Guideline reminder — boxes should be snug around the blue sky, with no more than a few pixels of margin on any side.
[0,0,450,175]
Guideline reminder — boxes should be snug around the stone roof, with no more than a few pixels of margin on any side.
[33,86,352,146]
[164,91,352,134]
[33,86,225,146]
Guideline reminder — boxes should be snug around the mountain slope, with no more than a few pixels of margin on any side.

------------------------------------------------

» **Set exercise**
Copy the rows above with "tight" in place of each "snug", leaving everything else as it is.

» **Solution below**
Guideline reminder — boxes should be tight around the blue sky, with no more than a few pixels of margin on any side.
[0,0,450,175]
Guideline reminder — boxes should be tight around the stone roof, with no more than a few pixels of margin on any side.
[33,86,352,146]
[164,91,352,134]
[33,86,225,146]
Guideline reminder — boxes should be tight around the mountain slope, with no more than a few pixels of margin on any side.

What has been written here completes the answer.